··· SELECTED PASSAGE ···
> ## Documentation Index
> Fetch the complete documentation index at: https://tensorfuse.io/docs/llms.txt
> Use this file to discover all available pages before exploring further.

# Deployments

> Learn how to deploy your containerized applications as serverless, auto-scaling API endpoints on Tensorfuse.

A **Deployment** is a serverless, auto-scaling API endpoint that runs your containerized application on Tensorfuse. You provide your code and a configuration, and Tensorfuse handles the entire lifecycle: building your container, provisioning infrastructure, deploying the application, and serving traffic.

This lets you turn any model or application into a scalable, production-ready service with a single command.

### Anatomy of a Deployment

Every Tensorfuse Deployment consists of three key components. This separation of concerns makes your projects clean, portable, and easy to manage.

1. **Application Code:** This is the core logic of your service. It can be a FastAPI app, a vLLM server for a large language model, or any other application that can be containerized.

2. **Environment (`Dockerfile`):** A **`Dockerfile`** defines your application's environment. It specifies the base image, system dependencies, Python packages, and the command needed to start your service. Tensorfuse uses this file to build a container image that is identical for development and production.

3. **Configuration (`deployment.yaml`):** This YAML file defines the **infrastructure and runtime settings** for your Deployment. Here, you specify the required resources (like GPU type and count), scaling parameters, secrets to inject, and health check endpoints.
··· DATASET ···
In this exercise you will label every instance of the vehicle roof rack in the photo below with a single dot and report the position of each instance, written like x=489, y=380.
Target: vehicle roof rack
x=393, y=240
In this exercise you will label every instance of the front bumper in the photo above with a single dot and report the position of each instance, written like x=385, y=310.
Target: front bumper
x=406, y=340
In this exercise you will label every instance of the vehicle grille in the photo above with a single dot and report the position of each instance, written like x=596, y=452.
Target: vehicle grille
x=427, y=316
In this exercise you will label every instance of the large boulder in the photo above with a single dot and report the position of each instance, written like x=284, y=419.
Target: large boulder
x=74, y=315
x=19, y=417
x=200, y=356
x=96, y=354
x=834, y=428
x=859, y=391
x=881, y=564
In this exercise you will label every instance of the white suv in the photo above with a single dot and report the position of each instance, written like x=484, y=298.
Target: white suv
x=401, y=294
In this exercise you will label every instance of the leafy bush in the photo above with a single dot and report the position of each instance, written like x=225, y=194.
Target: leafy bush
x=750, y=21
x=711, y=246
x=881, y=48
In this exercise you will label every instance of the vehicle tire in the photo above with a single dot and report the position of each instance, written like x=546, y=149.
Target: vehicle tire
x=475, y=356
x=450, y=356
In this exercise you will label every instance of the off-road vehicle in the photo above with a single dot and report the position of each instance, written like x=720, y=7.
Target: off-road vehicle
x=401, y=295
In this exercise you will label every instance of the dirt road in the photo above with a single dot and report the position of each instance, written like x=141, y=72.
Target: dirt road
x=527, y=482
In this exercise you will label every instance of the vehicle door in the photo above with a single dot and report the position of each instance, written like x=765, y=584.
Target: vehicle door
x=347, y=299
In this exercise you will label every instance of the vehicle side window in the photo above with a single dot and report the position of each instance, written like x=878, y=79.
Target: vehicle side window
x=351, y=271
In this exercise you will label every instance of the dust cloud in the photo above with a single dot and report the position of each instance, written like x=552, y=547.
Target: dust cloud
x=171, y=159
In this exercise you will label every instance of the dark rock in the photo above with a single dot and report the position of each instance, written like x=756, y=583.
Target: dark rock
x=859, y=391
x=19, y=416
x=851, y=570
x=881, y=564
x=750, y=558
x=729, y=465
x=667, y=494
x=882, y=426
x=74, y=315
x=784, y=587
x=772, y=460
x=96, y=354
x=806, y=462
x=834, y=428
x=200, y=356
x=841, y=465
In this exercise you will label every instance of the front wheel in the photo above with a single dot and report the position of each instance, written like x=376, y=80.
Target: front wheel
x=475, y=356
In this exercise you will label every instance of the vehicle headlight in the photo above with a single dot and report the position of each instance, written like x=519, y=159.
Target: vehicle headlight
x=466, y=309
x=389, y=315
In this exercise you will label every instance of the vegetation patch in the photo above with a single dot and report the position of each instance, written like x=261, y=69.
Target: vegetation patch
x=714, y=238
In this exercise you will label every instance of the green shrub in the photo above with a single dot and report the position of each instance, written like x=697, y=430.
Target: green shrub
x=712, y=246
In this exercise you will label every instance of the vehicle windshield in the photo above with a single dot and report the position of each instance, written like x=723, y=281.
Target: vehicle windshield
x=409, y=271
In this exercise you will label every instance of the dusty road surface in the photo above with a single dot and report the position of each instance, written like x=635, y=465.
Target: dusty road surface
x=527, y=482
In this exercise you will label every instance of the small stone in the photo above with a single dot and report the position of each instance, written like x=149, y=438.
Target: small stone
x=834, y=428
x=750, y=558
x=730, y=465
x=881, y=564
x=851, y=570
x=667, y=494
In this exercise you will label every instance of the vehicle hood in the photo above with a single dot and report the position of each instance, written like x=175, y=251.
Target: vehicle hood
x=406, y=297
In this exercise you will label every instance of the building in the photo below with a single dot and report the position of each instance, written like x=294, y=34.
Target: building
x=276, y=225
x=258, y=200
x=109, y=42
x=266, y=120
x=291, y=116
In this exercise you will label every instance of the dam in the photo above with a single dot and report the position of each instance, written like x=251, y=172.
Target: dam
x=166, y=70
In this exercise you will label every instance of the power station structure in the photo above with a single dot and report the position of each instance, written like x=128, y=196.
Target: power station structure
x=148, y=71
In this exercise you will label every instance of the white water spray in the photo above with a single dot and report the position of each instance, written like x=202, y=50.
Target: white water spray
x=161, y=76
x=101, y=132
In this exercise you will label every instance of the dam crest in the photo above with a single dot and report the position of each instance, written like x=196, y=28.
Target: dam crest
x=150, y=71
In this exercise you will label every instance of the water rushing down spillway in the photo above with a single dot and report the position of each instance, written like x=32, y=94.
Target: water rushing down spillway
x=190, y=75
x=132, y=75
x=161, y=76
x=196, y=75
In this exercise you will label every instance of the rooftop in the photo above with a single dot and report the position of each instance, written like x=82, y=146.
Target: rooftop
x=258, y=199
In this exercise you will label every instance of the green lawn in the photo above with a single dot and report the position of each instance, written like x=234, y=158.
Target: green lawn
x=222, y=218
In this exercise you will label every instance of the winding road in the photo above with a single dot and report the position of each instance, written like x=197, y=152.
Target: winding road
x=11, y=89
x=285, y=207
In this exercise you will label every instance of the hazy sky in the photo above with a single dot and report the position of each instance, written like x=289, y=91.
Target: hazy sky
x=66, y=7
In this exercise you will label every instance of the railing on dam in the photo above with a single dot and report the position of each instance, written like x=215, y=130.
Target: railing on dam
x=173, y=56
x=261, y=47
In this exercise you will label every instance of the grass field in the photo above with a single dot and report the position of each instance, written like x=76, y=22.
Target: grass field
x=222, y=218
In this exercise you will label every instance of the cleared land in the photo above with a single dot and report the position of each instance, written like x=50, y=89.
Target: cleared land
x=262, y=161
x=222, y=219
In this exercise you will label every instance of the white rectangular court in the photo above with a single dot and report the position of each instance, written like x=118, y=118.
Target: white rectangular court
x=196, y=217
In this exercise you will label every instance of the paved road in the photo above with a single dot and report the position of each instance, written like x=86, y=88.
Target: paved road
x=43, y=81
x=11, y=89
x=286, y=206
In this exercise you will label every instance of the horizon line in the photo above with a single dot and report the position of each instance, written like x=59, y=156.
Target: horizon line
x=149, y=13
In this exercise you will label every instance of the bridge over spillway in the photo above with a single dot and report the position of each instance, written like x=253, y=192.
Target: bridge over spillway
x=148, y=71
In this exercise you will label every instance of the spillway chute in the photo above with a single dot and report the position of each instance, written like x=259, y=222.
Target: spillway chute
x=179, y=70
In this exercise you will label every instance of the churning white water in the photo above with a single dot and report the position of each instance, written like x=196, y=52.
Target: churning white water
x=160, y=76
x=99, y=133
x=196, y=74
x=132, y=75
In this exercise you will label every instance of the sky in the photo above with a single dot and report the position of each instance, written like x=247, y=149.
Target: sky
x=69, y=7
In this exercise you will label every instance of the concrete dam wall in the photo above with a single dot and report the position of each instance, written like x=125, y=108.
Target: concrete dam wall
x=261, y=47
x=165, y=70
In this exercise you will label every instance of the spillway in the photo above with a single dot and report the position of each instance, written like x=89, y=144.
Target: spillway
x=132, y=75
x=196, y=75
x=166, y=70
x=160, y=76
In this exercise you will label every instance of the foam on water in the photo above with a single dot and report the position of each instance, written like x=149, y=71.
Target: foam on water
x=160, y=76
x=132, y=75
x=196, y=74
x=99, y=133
···
## WHAT IS NEEDED
Transcribe the entire Tensorfuse documentation text on Deployments shown above, without changing a single word or mark.

## TASK RESPONSE
> ## Documentation Index
> Fetch the complete documentation index at: https://tensorfuse.io/docs/llms.txt
> Use this file to discover all available pages before exploring further.

# Deployments

> Learn how to deploy your containerized applications as serverless, auto-scaling API endpoints on Tensorfuse.

A **Deployment** is a serverless, auto-scaling API endpoint that runs your containerized application on Tensorfuse. You provide your code and a configuration, and Tensorfuse handles the entire lifecycle: building your container, provisioning infrastructure, deploying the application, and serving traffic.

This lets you turn any model or application into a scalable, production-ready service with a single command.

### Anatomy of a Deployment

Every Tensorfuse Deployment consists of three key components. This separation of concerns makes your projects clean, portable, and easy to manage.

1. **Application Code:** This is the core logic of your service. It can be a FastAPI app, a vLLM server for a large language model, or any other application that can be containerized.

2. **Environment (`Dockerfile`):** A **`Dockerfile`** defines your application's environment. It specifies the base image, system dependencies, Python packages, and the command needed to start your service. Tensorfuse uses this file to build a container image that is identical for development and production.

3. **Configuration (`deployment.yaml`):** This YAML file defines the **infrastructure and runtime settings** for your Deployment. Here, you specify the required resources (like GPU type and count), scaling parameters, secrets to inject, and health check endpoints.